[Job]
Copy out the lines from the one containing "detect leather rein | output bbox" through the end of the records, keeping each one unchanged.

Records
---
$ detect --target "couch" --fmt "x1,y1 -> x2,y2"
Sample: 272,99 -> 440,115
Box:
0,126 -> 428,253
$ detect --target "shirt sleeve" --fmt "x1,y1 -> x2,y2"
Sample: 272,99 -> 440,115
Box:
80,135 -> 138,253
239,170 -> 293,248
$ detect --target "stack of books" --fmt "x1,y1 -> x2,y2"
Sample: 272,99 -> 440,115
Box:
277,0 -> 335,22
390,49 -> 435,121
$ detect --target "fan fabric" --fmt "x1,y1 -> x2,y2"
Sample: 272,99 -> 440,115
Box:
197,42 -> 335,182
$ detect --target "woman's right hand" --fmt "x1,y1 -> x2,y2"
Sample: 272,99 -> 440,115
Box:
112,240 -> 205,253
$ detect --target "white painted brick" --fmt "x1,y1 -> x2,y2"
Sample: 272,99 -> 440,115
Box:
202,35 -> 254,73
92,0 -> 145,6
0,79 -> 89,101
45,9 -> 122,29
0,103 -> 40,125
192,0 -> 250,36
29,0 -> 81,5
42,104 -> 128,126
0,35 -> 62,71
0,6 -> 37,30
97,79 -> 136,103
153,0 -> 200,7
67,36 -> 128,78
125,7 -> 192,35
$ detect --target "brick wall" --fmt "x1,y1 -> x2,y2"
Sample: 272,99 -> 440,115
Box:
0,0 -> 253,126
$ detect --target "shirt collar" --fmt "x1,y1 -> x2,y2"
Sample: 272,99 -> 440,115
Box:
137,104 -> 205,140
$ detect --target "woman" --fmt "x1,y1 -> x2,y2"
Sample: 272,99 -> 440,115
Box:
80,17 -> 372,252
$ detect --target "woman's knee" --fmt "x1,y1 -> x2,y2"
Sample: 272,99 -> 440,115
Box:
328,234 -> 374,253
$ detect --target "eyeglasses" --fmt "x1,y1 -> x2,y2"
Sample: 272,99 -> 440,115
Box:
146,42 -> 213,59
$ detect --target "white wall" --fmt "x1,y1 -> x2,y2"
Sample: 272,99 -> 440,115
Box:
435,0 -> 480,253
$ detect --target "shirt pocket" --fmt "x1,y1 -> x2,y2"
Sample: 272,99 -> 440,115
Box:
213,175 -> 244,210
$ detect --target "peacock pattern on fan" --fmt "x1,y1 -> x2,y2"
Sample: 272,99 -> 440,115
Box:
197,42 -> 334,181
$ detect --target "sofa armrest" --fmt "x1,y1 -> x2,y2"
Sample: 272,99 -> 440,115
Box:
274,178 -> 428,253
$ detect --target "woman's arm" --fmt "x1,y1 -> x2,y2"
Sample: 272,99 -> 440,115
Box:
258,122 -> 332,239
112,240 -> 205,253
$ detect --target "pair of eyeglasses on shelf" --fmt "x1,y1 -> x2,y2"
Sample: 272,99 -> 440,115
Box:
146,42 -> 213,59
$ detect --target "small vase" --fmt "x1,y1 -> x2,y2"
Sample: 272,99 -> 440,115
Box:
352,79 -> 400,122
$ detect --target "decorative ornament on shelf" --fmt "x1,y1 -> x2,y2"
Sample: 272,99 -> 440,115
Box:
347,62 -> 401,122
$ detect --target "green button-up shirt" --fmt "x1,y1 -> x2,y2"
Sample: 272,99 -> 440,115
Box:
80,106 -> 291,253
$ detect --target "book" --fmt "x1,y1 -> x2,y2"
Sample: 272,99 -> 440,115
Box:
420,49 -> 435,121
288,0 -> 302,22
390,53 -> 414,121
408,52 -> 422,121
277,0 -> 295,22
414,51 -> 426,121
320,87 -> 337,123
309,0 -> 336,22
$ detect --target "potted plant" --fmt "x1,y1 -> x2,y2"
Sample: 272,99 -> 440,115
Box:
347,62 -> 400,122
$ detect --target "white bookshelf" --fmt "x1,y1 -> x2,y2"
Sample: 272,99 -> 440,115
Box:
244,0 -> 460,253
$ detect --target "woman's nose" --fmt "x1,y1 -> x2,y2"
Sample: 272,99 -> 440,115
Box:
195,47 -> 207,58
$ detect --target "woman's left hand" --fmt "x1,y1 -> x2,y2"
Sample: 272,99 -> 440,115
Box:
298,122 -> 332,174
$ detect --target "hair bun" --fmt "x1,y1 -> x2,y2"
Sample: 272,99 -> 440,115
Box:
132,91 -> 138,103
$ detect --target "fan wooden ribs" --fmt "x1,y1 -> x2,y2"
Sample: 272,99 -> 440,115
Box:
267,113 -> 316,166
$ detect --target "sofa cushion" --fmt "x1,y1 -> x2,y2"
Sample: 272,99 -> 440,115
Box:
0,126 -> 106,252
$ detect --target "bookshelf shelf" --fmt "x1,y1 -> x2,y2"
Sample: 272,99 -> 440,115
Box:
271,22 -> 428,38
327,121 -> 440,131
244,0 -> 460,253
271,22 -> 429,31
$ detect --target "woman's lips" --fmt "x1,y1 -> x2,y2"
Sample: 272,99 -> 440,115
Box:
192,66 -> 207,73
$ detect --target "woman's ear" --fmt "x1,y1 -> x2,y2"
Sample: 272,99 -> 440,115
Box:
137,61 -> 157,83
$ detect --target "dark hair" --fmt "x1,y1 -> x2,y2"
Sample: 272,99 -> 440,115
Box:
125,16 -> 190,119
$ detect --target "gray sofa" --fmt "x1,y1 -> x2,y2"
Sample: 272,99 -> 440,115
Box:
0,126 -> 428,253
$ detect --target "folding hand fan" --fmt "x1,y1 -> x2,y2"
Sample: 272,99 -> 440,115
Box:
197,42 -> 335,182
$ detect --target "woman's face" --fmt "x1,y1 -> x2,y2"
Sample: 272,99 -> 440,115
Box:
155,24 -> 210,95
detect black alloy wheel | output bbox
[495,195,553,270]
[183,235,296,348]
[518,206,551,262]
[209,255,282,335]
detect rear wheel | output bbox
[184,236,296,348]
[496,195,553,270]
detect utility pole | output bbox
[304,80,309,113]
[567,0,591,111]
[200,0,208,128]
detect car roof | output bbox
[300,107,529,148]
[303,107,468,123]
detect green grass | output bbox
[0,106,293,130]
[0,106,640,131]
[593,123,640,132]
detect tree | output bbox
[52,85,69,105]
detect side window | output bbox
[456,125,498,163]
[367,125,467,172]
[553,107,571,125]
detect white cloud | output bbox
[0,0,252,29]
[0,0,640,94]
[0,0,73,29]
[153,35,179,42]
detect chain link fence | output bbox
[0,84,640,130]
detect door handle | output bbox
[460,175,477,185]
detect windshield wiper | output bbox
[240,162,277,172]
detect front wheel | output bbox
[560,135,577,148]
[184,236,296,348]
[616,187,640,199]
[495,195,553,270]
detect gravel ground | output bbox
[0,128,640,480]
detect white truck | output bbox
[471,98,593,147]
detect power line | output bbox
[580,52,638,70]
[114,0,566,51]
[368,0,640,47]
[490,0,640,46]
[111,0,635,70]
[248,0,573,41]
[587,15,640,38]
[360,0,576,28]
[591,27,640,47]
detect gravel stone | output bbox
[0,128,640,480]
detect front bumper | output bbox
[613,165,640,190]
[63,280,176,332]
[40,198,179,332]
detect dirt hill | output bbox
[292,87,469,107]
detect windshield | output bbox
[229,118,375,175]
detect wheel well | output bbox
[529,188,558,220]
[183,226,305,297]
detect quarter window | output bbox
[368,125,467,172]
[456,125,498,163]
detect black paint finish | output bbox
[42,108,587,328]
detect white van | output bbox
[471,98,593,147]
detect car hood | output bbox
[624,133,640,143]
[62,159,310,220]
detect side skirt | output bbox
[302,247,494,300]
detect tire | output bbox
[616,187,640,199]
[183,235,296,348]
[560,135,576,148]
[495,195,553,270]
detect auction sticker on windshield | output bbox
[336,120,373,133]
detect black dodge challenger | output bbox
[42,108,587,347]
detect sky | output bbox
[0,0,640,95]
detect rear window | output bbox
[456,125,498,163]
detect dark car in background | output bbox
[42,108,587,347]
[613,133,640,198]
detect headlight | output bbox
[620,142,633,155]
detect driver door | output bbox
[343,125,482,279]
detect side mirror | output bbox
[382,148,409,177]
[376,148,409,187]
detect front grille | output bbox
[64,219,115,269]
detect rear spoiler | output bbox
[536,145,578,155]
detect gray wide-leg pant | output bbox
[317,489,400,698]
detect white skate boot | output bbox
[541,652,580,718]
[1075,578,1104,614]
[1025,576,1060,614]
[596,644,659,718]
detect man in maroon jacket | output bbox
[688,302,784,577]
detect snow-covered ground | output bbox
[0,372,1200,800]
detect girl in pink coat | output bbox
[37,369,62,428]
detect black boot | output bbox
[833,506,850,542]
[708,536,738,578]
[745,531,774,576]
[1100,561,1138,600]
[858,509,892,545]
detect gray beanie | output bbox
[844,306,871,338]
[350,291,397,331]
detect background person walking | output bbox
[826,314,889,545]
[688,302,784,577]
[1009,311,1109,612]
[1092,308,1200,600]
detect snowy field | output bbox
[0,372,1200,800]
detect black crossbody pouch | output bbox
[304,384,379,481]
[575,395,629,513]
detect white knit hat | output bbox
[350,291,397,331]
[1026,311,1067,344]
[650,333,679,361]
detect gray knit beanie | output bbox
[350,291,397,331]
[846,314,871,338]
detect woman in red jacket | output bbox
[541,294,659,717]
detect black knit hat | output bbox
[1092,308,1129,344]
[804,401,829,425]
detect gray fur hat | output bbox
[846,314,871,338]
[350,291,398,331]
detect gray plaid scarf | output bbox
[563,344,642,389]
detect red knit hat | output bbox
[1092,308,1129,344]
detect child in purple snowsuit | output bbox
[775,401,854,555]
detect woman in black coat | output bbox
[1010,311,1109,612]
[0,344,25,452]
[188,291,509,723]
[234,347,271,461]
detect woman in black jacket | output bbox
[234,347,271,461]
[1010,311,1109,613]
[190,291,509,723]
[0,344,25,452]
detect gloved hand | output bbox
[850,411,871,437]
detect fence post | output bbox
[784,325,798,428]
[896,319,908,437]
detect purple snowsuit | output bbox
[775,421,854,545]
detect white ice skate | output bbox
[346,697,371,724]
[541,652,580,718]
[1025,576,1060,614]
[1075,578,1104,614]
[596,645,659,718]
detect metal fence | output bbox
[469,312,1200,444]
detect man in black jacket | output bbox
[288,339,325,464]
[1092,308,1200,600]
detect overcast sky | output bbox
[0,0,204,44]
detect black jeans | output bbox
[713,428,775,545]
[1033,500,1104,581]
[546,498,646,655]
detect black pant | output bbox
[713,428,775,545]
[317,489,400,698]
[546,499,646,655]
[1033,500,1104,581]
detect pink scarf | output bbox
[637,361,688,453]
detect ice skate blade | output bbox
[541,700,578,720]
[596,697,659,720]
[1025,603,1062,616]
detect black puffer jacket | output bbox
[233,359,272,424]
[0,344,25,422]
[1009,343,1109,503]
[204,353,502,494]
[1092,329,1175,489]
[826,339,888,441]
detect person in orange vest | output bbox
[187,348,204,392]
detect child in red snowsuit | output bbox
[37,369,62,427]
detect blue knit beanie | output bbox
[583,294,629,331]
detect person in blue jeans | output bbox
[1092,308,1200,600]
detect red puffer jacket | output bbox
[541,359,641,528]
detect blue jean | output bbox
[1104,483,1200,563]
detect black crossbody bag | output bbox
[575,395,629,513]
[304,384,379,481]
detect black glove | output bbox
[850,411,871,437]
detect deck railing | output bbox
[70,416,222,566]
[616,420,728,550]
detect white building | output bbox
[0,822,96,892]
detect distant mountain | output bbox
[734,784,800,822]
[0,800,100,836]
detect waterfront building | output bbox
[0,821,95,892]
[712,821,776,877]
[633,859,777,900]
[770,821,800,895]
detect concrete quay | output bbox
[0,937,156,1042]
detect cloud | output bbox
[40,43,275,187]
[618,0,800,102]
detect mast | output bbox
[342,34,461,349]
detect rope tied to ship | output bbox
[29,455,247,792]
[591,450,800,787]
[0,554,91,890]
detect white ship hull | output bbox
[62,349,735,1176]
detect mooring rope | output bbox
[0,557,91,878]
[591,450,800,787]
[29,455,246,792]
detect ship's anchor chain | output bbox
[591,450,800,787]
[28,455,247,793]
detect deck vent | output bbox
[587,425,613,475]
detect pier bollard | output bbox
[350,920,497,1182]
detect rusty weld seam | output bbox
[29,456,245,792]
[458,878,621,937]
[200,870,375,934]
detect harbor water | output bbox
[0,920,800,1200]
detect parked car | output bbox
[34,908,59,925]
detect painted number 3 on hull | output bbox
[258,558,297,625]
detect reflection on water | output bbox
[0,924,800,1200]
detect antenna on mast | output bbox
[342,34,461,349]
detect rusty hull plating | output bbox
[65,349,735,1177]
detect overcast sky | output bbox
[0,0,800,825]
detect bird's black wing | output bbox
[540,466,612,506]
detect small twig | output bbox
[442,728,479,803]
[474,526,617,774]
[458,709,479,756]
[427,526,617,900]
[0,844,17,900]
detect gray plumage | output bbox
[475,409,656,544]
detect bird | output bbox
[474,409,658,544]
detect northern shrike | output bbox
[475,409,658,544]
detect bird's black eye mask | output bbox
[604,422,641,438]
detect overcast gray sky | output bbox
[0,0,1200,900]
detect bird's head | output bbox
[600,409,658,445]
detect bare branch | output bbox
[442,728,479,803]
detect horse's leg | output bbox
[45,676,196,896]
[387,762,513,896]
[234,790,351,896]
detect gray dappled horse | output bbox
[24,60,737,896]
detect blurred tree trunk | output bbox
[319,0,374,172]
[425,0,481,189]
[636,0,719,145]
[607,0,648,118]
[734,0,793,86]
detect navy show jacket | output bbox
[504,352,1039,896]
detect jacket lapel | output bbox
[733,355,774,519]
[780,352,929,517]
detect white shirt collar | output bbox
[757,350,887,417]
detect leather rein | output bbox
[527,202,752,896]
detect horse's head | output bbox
---
[Answer for this exercise]
detect leather rein | output bbox
[527,202,752,896]
detect horse's head | output bbox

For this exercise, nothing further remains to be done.